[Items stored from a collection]
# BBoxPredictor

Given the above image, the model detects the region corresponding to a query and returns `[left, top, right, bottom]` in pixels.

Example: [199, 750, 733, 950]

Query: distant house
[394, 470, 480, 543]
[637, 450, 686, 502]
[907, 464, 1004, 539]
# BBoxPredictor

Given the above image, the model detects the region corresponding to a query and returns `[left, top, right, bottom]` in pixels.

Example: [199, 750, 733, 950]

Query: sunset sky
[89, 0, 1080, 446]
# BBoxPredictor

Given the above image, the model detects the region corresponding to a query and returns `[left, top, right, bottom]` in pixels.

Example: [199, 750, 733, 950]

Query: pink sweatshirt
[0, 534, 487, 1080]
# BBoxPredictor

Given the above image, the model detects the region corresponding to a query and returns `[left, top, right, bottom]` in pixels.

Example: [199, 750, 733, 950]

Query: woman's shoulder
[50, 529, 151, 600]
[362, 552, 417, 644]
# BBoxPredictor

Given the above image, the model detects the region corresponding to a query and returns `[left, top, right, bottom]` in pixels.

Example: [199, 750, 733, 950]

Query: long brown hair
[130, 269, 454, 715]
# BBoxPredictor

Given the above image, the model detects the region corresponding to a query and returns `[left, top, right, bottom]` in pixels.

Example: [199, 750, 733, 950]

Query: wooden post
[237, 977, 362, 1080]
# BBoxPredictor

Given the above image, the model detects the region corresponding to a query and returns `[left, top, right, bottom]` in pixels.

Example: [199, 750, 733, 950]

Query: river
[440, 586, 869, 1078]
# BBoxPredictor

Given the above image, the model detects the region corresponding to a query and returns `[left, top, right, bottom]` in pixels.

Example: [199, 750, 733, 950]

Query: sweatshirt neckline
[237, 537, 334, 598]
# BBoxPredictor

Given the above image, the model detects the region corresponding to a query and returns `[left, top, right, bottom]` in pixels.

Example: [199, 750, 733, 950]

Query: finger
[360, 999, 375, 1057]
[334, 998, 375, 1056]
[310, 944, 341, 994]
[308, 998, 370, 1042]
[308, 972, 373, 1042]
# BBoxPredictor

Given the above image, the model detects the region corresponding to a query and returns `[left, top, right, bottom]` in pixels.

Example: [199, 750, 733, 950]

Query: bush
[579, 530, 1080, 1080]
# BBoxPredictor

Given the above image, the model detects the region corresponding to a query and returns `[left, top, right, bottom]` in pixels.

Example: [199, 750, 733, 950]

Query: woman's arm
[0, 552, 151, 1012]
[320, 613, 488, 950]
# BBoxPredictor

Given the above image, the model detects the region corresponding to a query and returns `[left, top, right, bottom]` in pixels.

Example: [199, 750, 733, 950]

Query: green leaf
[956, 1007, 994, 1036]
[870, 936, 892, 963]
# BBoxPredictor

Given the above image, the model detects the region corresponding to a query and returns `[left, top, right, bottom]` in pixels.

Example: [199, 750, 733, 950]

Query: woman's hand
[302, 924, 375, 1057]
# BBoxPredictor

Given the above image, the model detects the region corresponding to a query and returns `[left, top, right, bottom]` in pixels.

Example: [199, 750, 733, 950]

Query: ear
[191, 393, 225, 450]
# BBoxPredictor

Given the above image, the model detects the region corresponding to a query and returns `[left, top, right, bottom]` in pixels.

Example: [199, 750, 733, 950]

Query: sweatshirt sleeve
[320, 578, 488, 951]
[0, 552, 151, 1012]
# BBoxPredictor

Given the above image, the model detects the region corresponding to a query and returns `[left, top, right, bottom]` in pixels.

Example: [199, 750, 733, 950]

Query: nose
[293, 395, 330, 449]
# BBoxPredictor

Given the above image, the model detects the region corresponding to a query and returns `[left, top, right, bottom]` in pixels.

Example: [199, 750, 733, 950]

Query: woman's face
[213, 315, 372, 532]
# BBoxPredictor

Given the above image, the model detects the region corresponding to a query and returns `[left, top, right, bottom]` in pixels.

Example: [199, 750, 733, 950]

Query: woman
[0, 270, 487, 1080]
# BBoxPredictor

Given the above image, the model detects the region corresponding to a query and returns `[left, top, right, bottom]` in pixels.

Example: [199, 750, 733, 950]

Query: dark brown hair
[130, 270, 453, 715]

** THE EXERCISE **
Select every line in the records above that contains the word "hair", and copy each of them out. Case counts.

** REPLY TO THE EXERCISE **
Query: long brown hair
Query: dark brown hair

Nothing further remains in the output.